Aim of the exercise: Starting at the line that contains "tower in the photo above.", restate each line word for word through the final line of the data, keeping both ends.

── Task data ──

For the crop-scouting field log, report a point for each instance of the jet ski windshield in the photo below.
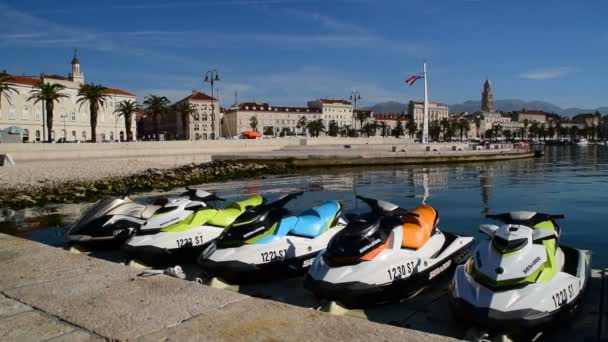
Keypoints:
(254, 223)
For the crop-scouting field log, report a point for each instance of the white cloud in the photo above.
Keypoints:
(546, 74)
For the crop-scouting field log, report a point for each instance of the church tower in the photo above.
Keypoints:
(487, 98)
(76, 75)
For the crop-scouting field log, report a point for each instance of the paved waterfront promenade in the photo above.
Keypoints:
(50, 294)
(39, 164)
(47, 293)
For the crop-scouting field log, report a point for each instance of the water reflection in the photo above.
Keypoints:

───

Task result:
For the crop-scouting field log, report a point for each instance of the church tower in the photo above.
Keypoints:
(487, 98)
(76, 75)
For the crop-scouting field log, report a point for each instance of the paved waterfront promenade in the photo above.
Keypoints:
(50, 294)
(39, 164)
(47, 293)
For the crop-scouting field log, report a point for each instance of the water reflection in the photo above.
Keypoints:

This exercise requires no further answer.